[Records from a data source]
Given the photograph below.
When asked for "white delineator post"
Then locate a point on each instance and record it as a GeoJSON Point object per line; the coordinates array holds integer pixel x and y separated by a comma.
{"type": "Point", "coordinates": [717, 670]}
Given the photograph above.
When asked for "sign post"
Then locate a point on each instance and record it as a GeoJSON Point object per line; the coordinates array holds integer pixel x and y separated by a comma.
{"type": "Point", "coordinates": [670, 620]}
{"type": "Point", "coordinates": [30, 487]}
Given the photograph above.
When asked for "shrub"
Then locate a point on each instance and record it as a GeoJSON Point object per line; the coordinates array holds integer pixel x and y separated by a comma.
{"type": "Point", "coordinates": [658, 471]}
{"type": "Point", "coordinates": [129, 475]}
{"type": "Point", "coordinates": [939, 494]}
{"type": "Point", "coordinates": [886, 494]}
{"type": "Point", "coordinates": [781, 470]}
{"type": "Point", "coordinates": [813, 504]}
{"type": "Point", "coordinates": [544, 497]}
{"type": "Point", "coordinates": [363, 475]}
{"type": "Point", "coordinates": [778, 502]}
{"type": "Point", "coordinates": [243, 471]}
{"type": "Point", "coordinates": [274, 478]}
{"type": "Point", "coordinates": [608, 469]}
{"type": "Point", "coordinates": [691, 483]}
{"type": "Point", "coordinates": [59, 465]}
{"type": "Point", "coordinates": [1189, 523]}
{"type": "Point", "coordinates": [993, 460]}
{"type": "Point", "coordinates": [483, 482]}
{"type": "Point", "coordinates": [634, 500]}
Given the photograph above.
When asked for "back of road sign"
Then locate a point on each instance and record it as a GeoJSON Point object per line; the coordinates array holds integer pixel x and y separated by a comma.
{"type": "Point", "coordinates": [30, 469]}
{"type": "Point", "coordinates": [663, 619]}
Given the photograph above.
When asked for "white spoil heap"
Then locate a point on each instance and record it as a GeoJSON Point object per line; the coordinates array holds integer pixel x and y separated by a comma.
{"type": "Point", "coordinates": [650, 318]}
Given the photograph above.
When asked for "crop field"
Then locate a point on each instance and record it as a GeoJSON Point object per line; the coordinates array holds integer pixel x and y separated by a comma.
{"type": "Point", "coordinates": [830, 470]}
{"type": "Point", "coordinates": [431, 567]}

■ **Problem details**
Lines from the records above that hold "When" are the ones to list.

■ **Solution to this problem**
When asked for "white delineator post"
When asked for "sign post"
When asked for "shrub"
When asked for "back of road sign"
When asked for "white spoil heap"
When asked for "crop field"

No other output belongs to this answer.